__Work request__. From the data below, copy exactly the lines that lie between the one holding "Target: white advertising board" and the one holding "Target: player's bare leg", including both, and nothing more.
(Data under study Opens)
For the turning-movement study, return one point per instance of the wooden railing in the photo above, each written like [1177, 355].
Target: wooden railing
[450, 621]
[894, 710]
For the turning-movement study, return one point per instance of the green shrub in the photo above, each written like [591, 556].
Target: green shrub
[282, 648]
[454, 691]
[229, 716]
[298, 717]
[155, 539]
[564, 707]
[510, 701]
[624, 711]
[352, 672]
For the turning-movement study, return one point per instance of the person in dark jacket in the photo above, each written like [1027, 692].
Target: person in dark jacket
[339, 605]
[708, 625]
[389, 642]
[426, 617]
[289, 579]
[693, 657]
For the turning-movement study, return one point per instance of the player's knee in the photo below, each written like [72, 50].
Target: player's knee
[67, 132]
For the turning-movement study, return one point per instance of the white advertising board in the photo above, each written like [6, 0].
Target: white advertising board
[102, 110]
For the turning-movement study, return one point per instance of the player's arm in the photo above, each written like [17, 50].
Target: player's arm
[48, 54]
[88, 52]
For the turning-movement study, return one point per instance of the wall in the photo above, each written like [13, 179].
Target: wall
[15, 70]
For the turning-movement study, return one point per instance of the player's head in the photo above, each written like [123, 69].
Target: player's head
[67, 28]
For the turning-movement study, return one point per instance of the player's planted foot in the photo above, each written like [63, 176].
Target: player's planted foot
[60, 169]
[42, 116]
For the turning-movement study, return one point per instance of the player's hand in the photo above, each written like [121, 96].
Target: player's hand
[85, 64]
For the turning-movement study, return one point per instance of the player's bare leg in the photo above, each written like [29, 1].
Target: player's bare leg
(Data under study Closes)
(Data under study Opens)
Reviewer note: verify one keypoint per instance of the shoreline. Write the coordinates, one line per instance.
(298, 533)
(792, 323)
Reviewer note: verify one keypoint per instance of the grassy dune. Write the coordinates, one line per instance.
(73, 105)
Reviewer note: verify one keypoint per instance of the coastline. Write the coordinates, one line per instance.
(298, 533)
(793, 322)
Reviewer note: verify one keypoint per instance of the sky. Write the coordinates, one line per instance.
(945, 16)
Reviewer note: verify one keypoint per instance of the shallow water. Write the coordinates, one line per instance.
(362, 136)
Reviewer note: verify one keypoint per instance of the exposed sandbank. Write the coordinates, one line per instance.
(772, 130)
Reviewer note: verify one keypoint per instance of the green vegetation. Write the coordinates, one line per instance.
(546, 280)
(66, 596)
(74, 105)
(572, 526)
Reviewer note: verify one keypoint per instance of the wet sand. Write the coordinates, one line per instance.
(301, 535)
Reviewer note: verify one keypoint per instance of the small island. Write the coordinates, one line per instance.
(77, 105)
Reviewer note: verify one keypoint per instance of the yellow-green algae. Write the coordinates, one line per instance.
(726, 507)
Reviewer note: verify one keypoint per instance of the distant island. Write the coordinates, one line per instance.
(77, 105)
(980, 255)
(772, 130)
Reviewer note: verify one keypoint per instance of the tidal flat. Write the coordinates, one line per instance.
(Data under study Closes)
__Solved problem__.
Target: white advertising board
[102, 110]
For the turning-movement study, return one point per instance of the player's arm in the photo above, each written like [17, 50].
Target: player's arm
[48, 54]
[88, 52]
For the turning-movement study, return one point per instance of the wall in the photo above, each written like [13, 179].
Target: wall
[15, 70]
For the turning-movement study, return one point per instance of the player's head in the photo above, each written like [123, 69].
Target: player's head
[67, 28]
For the turning-movement study, return one point per instance of the player's planted foot in the photo above, each written like [63, 176].
Target: player's planted foot
[60, 169]
[42, 116]
For the turning-movement study, return one point per instance of the player's hand in the photo above, each written like [121, 96].
Target: player's hand
[85, 64]
For the turning-movement study, return one point per instance of the player's bare leg in the photo above, each written like [29, 1].
Target: player's bare leg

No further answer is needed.